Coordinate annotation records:

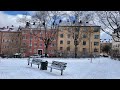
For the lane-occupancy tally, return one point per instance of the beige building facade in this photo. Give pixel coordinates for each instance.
(88, 41)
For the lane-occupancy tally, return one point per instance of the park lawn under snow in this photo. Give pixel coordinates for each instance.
(100, 68)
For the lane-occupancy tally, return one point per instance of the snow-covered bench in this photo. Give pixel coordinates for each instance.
(34, 61)
(58, 65)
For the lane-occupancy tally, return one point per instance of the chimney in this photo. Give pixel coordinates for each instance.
(7, 27)
(3, 28)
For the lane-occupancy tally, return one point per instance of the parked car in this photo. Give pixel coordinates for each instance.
(35, 56)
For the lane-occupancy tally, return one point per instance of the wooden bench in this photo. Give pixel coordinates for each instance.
(34, 61)
(58, 66)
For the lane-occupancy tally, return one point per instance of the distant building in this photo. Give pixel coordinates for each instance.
(88, 41)
(33, 43)
(103, 44)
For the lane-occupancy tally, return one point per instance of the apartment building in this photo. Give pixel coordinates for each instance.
(88, 40)
(9, 42)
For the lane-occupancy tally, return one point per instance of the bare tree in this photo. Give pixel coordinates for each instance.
(110, 23)
(80, 18)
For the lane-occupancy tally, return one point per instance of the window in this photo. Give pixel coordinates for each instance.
(24, 44)
(52, 45)
(40, 45)
(68, 42)
(95, 50)
(35, 50)
(24, 37)
(96, 36)
(84, 42)
(61, 35)
(84, 29)
(41, 32)
(35, 44)
(68, 48)
(96, 43)
(84, 50)
(68, 35)
(96, 29)
(61, 48)
(31, 37)
(30, 50)
(35, 32)
(61, 41)
(35, 38)
(30, 44)
(40, 38)
(24, 32)
(84, 36)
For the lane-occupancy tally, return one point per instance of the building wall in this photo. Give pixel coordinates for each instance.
(88, 30)
(10, 42)
(36, 39)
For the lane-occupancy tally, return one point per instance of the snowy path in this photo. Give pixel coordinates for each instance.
(101, 68)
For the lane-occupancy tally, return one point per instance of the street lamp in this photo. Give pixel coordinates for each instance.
(75, 37)
(91, 50)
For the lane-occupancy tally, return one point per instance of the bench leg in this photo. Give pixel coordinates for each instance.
(61, 72)
(51, 70)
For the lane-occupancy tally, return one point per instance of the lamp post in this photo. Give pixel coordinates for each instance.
(91, 50)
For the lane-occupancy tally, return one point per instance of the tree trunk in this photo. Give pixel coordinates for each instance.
(75, 51)
(46, 49)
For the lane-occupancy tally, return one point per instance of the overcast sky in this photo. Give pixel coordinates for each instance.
(8, 18)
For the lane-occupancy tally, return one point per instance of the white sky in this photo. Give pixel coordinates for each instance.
(8, 20)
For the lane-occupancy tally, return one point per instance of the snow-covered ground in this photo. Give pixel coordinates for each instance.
(101, 68)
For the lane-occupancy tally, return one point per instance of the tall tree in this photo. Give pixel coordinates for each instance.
(110, 23)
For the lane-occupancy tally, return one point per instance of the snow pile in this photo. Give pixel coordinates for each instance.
(101, 68)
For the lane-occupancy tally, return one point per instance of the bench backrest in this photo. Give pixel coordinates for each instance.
(37, 61)
(61, 65)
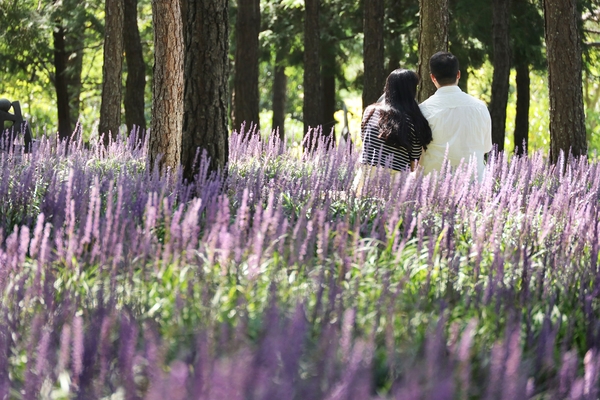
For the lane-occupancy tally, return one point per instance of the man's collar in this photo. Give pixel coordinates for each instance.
(449, 89)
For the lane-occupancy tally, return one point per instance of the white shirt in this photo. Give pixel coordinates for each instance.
(460, 125)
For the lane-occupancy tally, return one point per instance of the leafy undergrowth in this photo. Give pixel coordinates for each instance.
(116, 282)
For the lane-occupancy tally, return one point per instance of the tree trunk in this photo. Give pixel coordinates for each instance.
(135, 83)
(110, 108)
(500, 80)
(61, 83)
(522, 117)
(246, 97)
(279, 93)
(167, 91)
(75, 45)
(433, 37)
(312, 102)
(373, 51)
(206, 63)
(393, 44)
(328, 87)
(567, 117)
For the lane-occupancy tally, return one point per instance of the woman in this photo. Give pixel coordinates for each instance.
(394, 132)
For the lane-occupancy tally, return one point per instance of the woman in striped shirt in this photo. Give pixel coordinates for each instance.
(394, 132)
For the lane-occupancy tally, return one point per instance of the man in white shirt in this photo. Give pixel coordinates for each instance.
(460, 124)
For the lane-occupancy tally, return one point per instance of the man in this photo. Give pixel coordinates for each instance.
(460, 124)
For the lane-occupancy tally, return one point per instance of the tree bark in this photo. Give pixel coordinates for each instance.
(279, 94)
(373, 51)
(312, 102)
(433, 37)
(246, 97)
(328, 87)
(74, 44)
(110, 107)
(135, 83)
(167, 91)
(206, 33)
(523, 101)
(500, 80)
(61, 83)
(567, 117)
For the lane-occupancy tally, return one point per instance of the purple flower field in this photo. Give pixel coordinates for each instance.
(277, 281)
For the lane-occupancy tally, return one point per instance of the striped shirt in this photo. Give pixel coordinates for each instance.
(375, 152)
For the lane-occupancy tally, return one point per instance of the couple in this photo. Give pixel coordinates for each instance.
(451, 125)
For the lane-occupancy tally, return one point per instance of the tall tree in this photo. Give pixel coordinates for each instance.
(61, 82)
(110, 107)
(500, 80)
(567, 118)
(523, 83)
(328, 83)
(135, 83)
(245, 86)
(433, 37)
(373, 51)
(206, 34)
(527, 35)
(279, 92)
(313, 102)
(167, 90)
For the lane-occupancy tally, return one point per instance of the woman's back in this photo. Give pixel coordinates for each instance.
(380, 152)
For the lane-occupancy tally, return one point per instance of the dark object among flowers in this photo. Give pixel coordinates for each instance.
(19, 125)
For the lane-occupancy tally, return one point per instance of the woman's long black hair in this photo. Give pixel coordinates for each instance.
(394, 126)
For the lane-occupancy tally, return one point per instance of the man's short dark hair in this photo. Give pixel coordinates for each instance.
(444, 67)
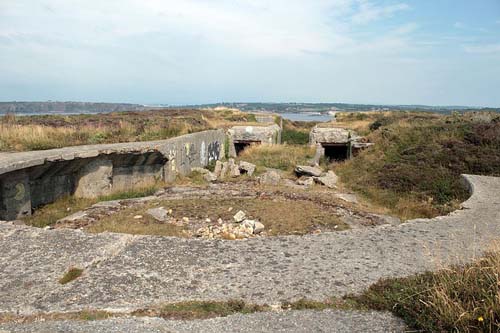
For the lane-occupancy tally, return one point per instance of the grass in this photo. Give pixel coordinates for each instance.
(455, 299)
(200, 310)
(72, 274)
(302, 216)
(284, 157)
(56, 131)
(177, 311)
(415, 166)
(49, 214)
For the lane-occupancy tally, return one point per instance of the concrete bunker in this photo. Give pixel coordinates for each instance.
(29, 180)
(23, 191)
(336, 143)
(242, 137)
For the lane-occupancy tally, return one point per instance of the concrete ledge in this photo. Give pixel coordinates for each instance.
(124, 272)
(15, 161)
(31, 179)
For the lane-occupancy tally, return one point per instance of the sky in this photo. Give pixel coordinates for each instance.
(434, 52)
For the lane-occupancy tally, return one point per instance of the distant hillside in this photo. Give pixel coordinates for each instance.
(326, 107)
(65, 107)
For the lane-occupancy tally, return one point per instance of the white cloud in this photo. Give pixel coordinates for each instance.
(257, 27)
(482, 48)
(368, 12)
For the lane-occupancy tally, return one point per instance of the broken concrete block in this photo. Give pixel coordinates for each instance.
(239, 217)
(304, 170)
(160, 214)
(209, 177)
(258, 227)
(246, 167)
(270, 177)
(329, 180)
(218, 169)
(305, 181)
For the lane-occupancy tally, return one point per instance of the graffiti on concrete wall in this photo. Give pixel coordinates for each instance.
(213, 151)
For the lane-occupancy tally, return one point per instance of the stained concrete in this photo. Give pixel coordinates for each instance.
(266, 322)
(125, 272)
(31, 179)
(246, 135)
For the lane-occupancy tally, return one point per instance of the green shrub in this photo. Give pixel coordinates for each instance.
(456, 299)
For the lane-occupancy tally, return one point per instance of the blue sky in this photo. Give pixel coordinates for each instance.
(438, 52)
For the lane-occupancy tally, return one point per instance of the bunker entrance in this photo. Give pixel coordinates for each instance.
(240, 146)
(336, 151)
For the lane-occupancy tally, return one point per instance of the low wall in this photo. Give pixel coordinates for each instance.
(31, 179)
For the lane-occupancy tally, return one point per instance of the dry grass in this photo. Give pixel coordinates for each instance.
(415, 166)
(46, 132)
(200, 310)
(51, 213)
(455, 299)
(280, 216)
(189, 310)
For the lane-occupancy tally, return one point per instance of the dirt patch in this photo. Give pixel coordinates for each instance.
(280, 216)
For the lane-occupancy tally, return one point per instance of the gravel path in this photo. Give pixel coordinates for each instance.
(124, 272)
(289, 322)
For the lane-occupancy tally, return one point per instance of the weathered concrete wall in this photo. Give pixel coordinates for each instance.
(31, 179)
(253, 134)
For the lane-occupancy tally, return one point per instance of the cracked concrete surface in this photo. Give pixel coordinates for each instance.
(289, 322)
(125, 272)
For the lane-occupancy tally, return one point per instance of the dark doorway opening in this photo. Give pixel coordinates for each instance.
(336, 152)
(240, 146)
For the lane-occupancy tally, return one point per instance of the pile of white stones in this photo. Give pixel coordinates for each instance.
(240, 229)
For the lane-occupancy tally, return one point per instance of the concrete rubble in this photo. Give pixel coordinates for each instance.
(304, 170)
(329, 179)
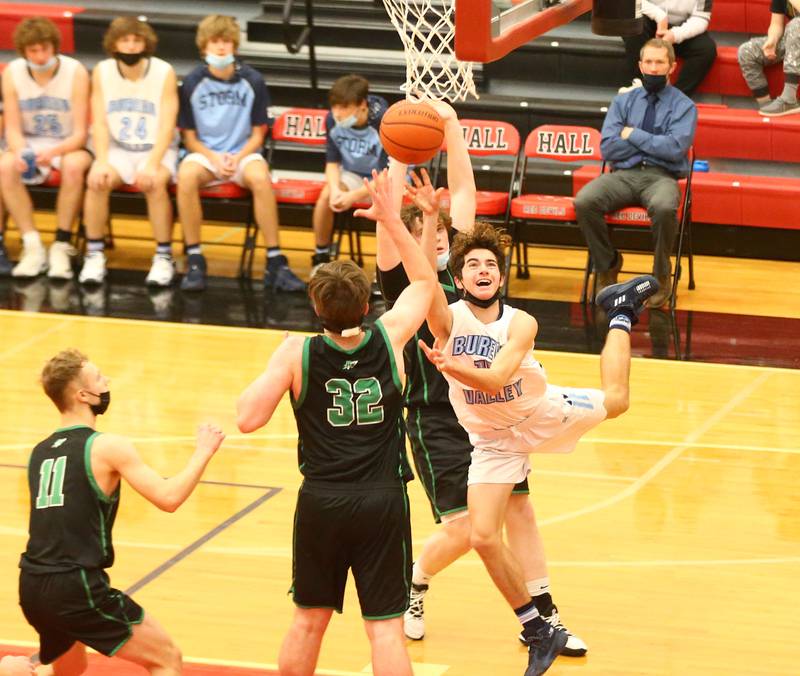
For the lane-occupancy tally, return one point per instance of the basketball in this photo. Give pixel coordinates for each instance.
(412, 132)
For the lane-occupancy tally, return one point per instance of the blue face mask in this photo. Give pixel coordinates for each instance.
(220, 62)
(39, 67)
(347, 122)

Short task: Find the line with "the blue sky" in the listing and extract it and all lines after it through the end, exactly, without the pictures.

Answer to this task:
For the lane-occupancy tally, return one point per instance of the blue sky in this photo. Give pixel coordinates for each instance.
(438, 52)
For the lane-occupancy tally, return one point per instance of the bunker entrance in this photo. Give pixel coordinates for each instance.
(240, 146)
(336, 151)
For the lane-occupancy tally, return one point per instance of the low wall in this photo. Give pixel coordinates for each instance.
(31, 179)
For the lane-occupancy tally, return one point per instance of the dry grass in this photo. Give pixel coordinates for each instance.
(415, 166)
(46, 132)
(200, 310)
(51, 213)
(455, 299)
(280, 216)
(189, 310)
For the lane-occupancy tally, return one point per instance of the dirt patch in this photo. Give pixel coordinates for each instance.
(280, 216)
For the lane-occupancy tally, return one point per instance of the gravel path in this photo. Give pixel coordinates for each instance.
(124, 272)
(289, 322)
For the lane-occupancy tally, return one point per instance of the weathered concrete wall in this photo. Give pixel coordinates for each instance.
(31, 179)
(253, 134)
For the lane-occupancy tally, return one point per instance of the cracked concrete surface in this photo. Give pixel coordinates for each instance.
(289, 322)
(125, 272)
For the lane-occupancy tally, return one point per instance of the dark doorway opening in this photo. Give pixel coordinates for each instance.
(336, 152)
(240, 146)
For the lane-occupancy tally, return one point per instance of the pile of white stones in this photo. Give pixel coordinates for each instance.
(240, 229)
For the lane-occupancy tally, return one point per instance of the concrete rubble in this photo. Give pixel coordinates for each instance.
(304, 170)
(329, 179)
For the lane-occupancy tally, return one point per instance of the basketball in this photo. Give pixel coordinates for each instance.
(412, 132)
For the lane-occupancy tally, return one point per instance of the blue face mask in this photo. Give pixel coordinates for each instance.
(220, 62)
(39, 67)
(347, 122)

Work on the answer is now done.